#### Your objective
Of all the lines below, output only those starting at the one with "pixel 340 736" and ending at the one with "pixel 534 90", both ends included, exactly as written.

#### Working data
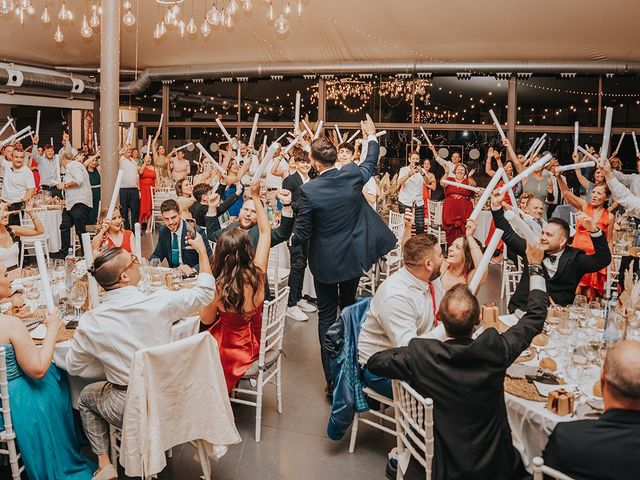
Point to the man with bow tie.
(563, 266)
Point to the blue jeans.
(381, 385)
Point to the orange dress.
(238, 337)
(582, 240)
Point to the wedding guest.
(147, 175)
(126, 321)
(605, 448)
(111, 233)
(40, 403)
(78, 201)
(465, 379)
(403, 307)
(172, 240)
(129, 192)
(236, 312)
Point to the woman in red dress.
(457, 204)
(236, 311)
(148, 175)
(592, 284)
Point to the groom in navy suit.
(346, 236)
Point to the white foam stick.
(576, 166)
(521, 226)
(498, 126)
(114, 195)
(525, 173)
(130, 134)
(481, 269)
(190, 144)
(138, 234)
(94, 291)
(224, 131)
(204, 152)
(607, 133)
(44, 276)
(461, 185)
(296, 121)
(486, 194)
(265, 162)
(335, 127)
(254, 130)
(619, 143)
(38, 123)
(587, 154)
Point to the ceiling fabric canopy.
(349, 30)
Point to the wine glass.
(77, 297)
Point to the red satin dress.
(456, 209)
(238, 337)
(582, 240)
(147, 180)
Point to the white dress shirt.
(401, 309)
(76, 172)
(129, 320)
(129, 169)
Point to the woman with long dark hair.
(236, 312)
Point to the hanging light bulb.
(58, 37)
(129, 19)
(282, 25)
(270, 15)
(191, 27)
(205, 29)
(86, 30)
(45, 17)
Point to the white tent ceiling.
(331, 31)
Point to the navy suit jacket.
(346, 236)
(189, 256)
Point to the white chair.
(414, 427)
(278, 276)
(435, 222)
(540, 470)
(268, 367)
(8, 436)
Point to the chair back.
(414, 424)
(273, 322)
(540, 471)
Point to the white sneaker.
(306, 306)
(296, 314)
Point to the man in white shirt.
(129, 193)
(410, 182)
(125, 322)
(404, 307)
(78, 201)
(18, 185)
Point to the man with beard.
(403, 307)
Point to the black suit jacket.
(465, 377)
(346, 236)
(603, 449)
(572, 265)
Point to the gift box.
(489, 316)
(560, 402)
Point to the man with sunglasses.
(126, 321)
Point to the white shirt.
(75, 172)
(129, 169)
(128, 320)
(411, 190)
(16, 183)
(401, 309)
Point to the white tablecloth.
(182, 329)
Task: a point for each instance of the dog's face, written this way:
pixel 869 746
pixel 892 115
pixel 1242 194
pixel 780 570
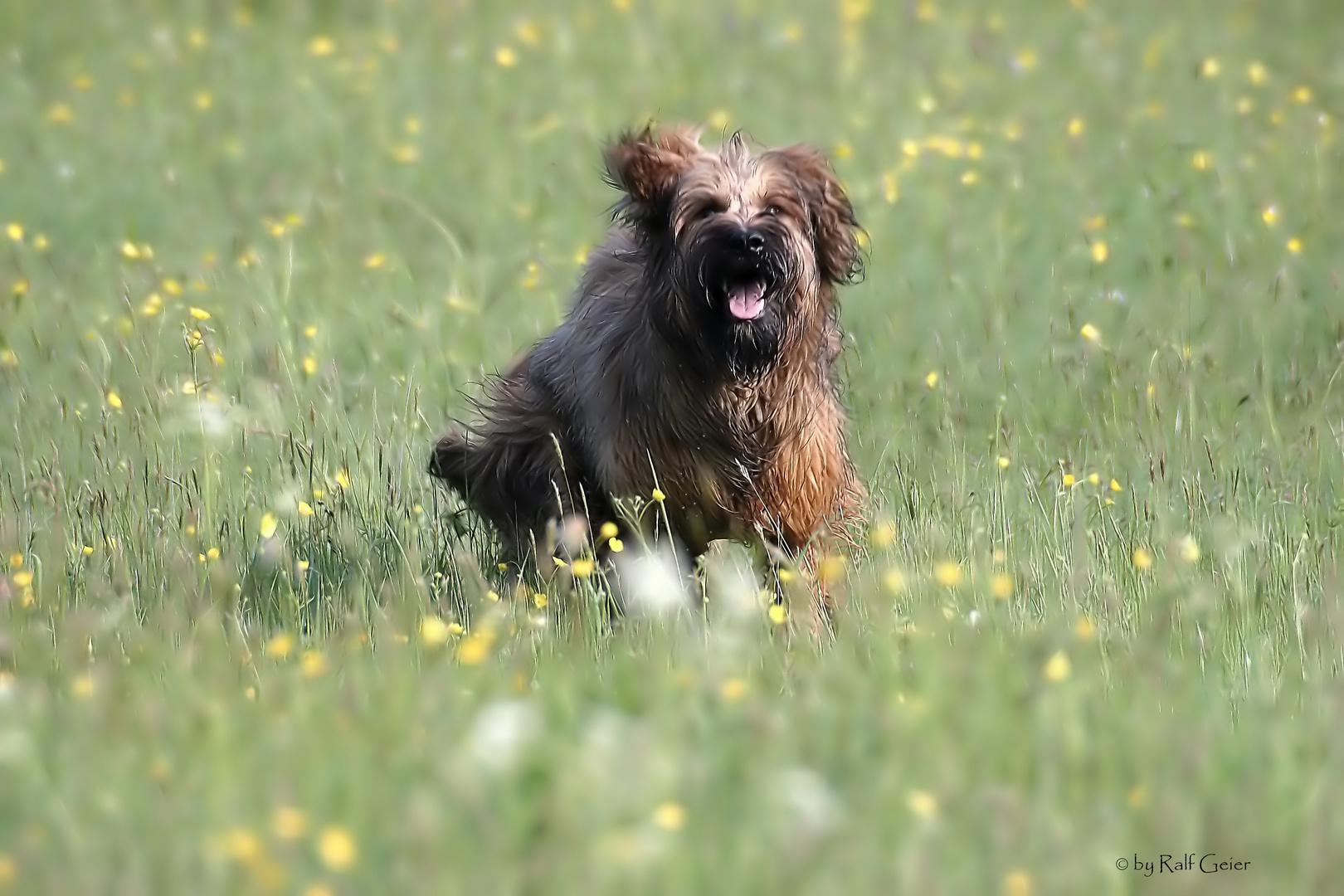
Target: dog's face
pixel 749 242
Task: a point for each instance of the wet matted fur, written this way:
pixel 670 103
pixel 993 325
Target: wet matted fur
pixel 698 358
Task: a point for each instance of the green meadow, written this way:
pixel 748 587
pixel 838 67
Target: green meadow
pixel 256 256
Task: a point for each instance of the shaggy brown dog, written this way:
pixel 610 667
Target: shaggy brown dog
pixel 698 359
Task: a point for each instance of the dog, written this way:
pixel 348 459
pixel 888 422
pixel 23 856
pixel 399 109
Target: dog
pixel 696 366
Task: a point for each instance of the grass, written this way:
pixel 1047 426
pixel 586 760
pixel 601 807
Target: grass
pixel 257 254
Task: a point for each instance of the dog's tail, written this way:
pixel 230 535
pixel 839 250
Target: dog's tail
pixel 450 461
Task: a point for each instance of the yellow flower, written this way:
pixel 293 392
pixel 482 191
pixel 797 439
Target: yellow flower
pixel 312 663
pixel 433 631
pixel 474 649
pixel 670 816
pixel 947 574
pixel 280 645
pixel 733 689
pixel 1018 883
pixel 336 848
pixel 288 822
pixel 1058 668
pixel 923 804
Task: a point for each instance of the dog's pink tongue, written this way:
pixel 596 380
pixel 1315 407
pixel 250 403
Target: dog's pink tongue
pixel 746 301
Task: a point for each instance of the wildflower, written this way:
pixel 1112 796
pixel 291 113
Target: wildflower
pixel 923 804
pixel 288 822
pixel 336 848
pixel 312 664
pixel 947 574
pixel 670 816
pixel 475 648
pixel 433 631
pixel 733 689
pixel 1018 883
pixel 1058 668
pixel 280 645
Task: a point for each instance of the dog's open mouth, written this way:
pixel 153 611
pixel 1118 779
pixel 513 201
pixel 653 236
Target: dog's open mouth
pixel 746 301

--

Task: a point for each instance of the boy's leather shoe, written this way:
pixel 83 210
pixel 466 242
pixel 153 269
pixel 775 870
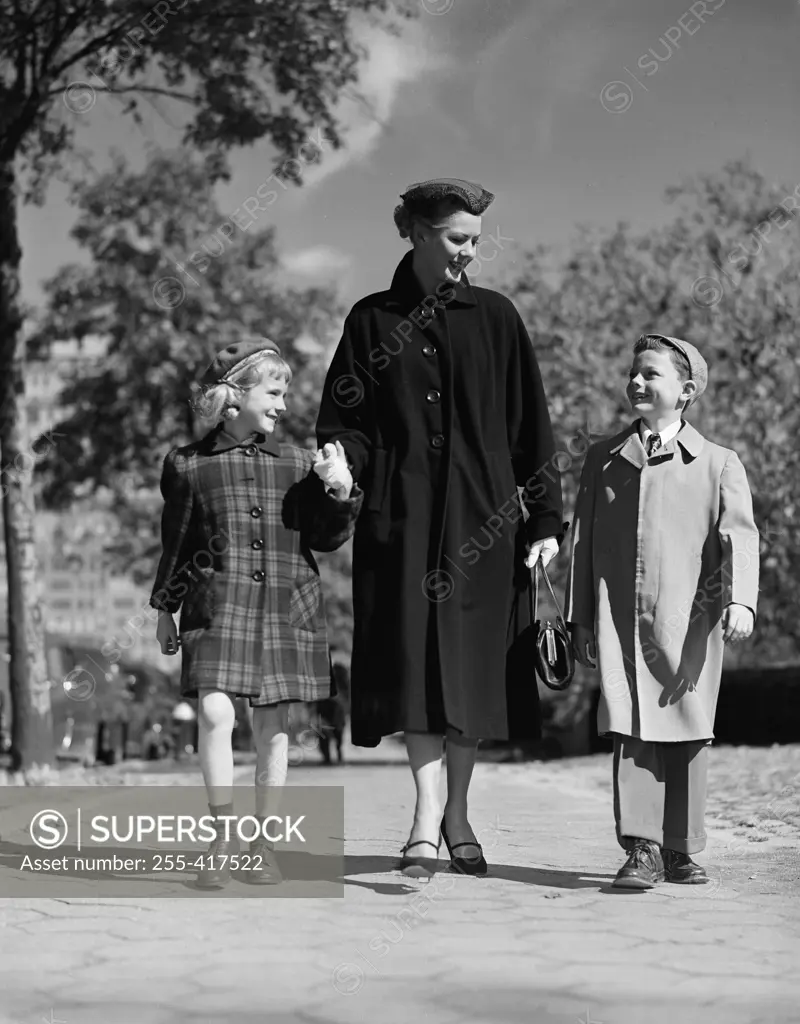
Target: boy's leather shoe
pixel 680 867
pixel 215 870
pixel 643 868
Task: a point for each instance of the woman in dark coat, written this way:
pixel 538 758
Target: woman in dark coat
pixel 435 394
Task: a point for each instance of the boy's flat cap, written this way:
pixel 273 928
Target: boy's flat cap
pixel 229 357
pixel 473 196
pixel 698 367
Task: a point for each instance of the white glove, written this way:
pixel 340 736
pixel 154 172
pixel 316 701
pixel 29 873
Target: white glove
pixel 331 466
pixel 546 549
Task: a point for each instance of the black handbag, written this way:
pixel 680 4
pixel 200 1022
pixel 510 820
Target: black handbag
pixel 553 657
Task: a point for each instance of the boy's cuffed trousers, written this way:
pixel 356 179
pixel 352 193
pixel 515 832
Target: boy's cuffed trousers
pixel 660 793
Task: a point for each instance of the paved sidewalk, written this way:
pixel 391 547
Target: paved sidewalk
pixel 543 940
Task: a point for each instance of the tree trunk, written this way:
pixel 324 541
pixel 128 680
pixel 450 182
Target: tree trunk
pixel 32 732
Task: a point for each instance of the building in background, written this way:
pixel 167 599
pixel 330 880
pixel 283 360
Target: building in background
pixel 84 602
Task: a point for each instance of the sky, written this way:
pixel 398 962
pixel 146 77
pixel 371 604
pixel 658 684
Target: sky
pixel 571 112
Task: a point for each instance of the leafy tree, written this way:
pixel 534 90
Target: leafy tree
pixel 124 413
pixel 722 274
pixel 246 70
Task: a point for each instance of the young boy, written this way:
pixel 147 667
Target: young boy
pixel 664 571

#### Finished task
pixel 340 736
pixel 154 172
pixel 316 701
pixel 29 873
Target: white glove
pixel 331 466
pixel 546 549
Task: a point for each instance of the black handbag, written this way:
pixel 680 4
pixel 200 1022
pixel 510 820
Target: black handbag
pixel 553 657
Task: a point for each instance of the boy's cuffed trousers, written this way:
pixel 356 179
pixel 352 193
pixel 515 832
Target: boy's cuffed trousers
pixel 660 793
Task: a point for each instance of the paved sidewalk, written this way:
pixel 391 547
Target: paved sidewalk
pixel 543 940
Task: a point for each instance of the tree trunk, written this way:
pixel 324 541
pixel 128 680
pixel 450 182
Target: tree trunk
pixel 32 732
Task: a point for each instance of the building in background, written this way:
pixel 167 599
pixel 330 880
pixel 283 360
Target: building in background
pixel 84 602
Task: a point for each instance of the sky, written this way:
pixel 398 962
pixel 146 77
pixel 371 604
pixel 658 684
Target: sky
pixel 571 112
Task: a point for each instance of the leafy tree, written this way:
pixel 534 90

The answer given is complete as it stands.